● **Exercise**
Copy out each line of the entries below in which the string "before" appears.

● **The records**
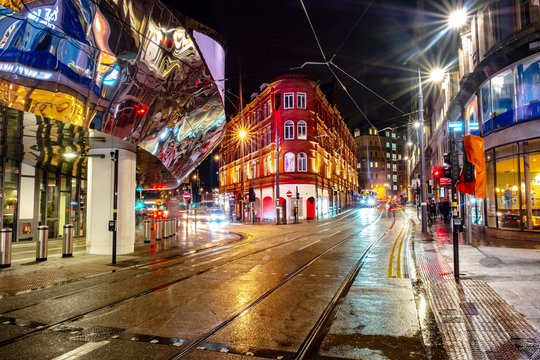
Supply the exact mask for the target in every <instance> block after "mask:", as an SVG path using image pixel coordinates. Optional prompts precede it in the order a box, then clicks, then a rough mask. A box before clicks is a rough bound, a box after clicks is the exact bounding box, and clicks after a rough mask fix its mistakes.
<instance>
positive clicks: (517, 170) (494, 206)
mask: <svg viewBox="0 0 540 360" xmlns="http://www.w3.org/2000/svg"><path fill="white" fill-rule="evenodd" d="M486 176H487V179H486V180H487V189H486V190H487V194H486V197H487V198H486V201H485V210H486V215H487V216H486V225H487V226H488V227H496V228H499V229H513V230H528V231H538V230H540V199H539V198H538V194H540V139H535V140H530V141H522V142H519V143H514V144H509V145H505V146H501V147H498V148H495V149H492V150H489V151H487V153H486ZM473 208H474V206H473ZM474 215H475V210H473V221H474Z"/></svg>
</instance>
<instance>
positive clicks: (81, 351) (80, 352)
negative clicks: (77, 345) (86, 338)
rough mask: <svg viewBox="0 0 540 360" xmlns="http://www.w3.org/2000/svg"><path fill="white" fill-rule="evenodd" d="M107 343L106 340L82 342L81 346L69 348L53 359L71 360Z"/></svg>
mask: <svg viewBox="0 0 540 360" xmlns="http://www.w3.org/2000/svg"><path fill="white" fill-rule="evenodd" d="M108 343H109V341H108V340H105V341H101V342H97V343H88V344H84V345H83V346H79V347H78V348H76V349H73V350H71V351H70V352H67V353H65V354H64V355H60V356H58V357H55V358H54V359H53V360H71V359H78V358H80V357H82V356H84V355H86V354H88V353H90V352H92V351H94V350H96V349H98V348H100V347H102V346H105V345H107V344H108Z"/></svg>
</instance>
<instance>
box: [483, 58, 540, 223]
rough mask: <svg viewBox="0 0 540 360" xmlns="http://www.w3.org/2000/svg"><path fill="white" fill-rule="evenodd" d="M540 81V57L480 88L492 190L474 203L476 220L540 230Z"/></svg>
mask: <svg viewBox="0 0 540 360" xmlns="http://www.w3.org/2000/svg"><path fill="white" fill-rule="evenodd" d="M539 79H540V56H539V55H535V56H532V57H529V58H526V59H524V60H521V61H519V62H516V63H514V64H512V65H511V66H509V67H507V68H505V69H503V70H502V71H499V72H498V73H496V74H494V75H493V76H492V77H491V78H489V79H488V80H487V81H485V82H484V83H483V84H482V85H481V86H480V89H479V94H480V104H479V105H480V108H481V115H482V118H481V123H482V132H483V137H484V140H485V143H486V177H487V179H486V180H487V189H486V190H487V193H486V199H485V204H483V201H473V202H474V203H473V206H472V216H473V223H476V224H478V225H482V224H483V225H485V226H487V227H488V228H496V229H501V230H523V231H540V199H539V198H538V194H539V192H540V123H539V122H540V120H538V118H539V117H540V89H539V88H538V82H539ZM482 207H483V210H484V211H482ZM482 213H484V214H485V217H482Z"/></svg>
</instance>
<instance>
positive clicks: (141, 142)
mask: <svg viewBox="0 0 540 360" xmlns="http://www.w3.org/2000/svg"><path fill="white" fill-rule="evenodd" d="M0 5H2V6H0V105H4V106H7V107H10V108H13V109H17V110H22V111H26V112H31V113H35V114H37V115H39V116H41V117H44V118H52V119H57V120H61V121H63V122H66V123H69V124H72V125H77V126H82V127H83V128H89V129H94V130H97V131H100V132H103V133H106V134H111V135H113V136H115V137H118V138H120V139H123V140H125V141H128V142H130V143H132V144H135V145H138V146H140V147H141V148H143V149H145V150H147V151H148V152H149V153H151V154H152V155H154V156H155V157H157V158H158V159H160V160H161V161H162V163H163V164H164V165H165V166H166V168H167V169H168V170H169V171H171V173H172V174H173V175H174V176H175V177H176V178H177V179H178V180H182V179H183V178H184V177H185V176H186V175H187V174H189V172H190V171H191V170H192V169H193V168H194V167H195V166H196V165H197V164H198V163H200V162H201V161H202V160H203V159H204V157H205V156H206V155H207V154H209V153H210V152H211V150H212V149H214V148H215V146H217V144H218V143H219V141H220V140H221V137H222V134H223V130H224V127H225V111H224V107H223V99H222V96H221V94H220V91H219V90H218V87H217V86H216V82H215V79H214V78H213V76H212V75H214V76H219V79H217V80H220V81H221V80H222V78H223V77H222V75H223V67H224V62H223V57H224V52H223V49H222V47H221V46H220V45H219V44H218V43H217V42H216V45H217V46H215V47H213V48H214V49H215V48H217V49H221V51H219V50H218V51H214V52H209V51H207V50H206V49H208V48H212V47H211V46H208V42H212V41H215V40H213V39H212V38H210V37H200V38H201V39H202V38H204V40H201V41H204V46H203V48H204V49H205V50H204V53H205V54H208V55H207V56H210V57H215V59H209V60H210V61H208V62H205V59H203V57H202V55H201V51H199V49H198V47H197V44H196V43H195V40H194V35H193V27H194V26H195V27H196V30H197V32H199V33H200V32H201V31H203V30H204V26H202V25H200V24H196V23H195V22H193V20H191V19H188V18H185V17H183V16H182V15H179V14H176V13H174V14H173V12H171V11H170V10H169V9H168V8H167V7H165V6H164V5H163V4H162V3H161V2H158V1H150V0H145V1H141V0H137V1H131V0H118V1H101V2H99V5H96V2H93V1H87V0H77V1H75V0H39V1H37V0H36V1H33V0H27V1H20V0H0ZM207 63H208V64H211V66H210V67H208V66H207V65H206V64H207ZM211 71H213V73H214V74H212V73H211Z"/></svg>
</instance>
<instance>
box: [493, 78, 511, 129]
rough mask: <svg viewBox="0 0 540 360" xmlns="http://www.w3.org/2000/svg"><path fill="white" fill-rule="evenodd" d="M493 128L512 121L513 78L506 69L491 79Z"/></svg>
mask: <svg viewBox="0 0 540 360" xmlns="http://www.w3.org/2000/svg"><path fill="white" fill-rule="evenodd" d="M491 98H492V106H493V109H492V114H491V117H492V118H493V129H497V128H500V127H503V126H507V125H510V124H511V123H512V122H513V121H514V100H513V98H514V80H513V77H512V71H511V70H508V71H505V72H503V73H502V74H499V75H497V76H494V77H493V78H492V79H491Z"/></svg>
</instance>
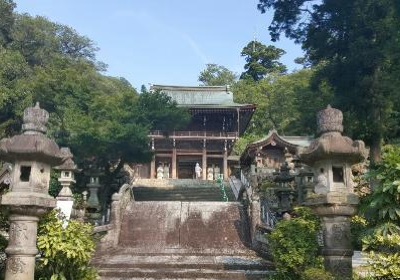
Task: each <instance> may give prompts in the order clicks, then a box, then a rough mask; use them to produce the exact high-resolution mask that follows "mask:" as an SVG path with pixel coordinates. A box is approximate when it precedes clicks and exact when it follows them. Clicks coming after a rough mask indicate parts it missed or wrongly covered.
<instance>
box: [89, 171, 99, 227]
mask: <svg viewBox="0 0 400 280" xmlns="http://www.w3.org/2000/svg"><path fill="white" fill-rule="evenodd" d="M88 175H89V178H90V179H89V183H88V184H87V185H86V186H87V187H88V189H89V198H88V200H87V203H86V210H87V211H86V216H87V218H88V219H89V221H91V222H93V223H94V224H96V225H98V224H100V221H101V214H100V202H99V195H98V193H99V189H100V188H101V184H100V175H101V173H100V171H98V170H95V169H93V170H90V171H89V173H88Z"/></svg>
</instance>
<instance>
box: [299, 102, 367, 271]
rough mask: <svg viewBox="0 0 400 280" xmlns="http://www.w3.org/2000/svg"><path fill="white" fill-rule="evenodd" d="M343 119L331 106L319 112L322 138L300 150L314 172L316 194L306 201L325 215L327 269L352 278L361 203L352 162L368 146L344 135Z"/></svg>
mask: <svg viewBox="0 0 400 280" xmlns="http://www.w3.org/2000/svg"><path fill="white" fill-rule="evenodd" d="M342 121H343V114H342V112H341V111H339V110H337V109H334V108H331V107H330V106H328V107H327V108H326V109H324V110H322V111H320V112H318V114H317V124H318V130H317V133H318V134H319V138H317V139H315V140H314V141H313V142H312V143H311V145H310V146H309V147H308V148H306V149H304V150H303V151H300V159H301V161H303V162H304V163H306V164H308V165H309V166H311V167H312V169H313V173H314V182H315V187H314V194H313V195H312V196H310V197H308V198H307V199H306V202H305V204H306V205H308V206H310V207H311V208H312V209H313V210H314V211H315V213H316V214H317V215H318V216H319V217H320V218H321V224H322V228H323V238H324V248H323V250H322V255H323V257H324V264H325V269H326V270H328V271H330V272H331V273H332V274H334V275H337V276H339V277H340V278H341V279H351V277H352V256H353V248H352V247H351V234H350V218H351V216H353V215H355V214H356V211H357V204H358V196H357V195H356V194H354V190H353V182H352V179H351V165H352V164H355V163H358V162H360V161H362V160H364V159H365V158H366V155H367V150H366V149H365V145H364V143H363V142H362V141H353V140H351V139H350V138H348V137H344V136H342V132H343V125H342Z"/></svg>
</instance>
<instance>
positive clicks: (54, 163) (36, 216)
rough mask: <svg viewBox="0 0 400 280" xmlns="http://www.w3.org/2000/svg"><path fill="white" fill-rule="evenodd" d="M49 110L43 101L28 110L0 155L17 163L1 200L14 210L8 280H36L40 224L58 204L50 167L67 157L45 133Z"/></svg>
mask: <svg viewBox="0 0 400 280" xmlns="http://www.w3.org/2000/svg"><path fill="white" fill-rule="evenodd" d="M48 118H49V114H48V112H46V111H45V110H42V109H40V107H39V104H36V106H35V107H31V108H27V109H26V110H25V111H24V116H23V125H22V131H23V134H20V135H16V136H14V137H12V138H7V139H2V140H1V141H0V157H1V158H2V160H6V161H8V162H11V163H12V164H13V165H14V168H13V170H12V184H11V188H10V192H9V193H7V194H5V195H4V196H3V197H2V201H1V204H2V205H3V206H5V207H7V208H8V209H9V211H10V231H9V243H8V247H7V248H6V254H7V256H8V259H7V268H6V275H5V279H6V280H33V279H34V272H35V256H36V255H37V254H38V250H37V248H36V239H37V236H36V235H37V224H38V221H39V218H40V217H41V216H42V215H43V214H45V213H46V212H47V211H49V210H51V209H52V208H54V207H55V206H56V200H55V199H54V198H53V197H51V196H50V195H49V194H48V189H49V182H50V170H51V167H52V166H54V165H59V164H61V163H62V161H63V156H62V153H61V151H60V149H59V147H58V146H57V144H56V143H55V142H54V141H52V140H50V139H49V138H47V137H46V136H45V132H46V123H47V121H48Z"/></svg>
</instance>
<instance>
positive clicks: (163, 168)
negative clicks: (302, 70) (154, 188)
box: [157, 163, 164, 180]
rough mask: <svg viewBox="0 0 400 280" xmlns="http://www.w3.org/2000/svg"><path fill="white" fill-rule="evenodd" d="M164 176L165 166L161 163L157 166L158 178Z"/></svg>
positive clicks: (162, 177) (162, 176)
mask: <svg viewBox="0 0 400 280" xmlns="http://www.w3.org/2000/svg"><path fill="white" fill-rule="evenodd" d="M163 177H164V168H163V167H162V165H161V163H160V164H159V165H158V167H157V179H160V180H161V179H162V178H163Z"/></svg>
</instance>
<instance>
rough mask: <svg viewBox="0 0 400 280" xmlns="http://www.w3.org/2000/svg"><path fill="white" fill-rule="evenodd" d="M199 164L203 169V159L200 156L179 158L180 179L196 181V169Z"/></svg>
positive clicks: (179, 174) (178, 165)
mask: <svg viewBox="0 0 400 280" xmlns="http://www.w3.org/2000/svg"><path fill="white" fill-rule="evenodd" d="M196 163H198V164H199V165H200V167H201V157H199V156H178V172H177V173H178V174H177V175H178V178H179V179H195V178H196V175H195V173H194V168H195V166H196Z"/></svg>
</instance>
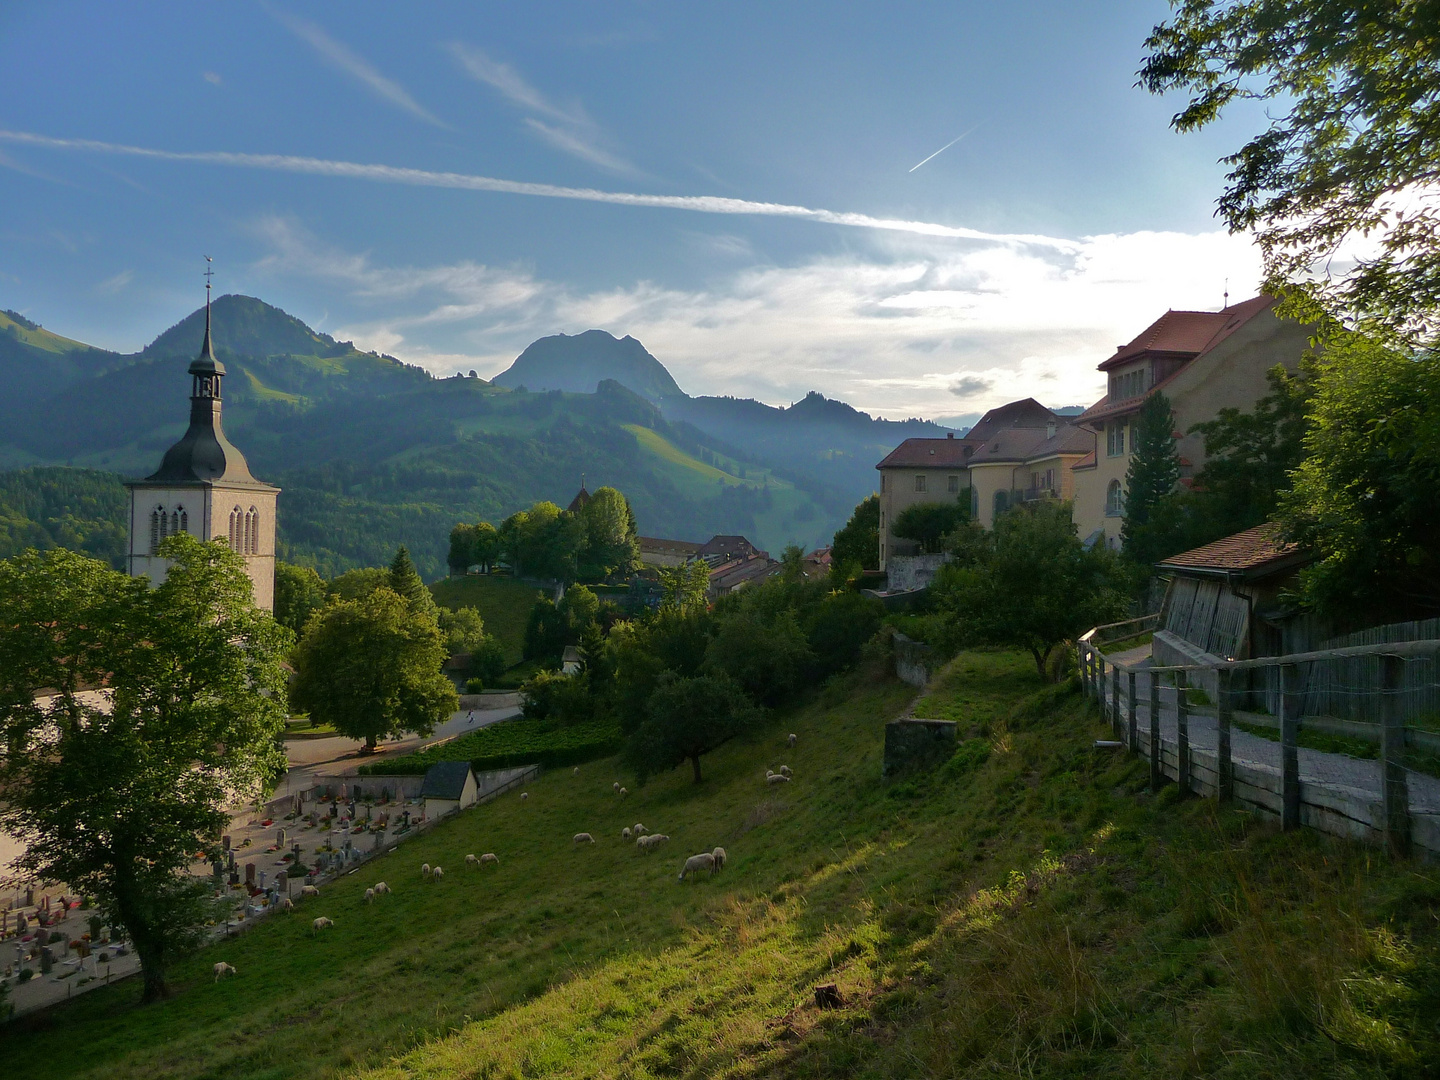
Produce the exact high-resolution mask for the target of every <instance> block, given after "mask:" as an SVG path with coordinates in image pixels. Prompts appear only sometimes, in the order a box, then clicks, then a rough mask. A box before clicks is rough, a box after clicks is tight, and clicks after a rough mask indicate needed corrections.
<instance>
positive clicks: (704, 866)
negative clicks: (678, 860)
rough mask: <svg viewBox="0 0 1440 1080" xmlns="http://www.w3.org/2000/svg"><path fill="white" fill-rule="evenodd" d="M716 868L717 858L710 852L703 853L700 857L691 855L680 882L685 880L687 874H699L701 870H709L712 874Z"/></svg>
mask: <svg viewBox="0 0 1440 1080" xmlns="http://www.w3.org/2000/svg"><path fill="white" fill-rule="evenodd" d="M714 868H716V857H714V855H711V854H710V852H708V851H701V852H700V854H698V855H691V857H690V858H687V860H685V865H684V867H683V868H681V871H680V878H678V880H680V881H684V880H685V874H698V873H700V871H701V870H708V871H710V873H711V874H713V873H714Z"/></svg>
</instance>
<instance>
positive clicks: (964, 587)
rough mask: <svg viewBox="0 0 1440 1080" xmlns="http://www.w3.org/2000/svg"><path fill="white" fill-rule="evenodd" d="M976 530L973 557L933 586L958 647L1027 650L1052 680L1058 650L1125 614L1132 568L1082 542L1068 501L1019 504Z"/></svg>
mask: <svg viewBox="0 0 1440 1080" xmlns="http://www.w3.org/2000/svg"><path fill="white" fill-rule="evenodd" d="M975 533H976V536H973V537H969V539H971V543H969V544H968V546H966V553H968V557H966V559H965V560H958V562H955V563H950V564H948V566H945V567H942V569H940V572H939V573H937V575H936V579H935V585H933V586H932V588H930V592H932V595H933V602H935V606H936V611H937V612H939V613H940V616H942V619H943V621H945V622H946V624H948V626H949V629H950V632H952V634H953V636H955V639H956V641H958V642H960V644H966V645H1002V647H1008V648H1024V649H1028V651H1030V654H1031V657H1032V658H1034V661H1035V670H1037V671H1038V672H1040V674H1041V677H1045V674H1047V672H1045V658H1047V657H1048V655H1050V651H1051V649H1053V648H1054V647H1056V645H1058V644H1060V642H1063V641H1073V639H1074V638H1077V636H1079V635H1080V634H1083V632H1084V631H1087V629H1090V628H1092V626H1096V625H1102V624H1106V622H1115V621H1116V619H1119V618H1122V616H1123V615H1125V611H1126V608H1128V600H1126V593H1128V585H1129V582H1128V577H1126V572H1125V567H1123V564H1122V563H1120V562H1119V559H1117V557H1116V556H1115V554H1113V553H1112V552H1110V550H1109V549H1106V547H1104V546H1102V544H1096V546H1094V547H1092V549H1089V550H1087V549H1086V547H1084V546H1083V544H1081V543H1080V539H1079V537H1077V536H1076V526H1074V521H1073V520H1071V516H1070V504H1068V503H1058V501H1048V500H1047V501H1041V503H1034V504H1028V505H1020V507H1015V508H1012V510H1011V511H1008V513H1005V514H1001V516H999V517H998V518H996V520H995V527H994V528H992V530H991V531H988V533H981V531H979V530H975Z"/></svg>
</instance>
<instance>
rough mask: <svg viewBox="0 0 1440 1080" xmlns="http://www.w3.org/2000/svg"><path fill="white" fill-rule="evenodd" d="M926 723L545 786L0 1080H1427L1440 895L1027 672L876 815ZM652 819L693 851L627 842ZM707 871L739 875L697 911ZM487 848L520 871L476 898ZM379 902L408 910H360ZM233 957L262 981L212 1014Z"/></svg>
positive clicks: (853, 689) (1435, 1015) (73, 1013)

● **The answer**
Supply the exact mask for the target in every <instance> block after "mask:", as an SVG path using image pixel coordinates. Optional prompts precede it in the order a box, then clicks, then a rough mask. A box before clicks is a rough bound, a box after clicks is the exact bounding box, and clicks after a rough mask fix its mistakes.
Produce the exact high-resolution mask for the target of every <instance> block, given after "mask:" as an SVG path with coordinates in image pixels. Prompts appear only sometimes, in the order a box, then clicks, then a rough mask. A box before clicks is rough, a box after clicks is tight, and clicks after a rough mask indicate needed corrections.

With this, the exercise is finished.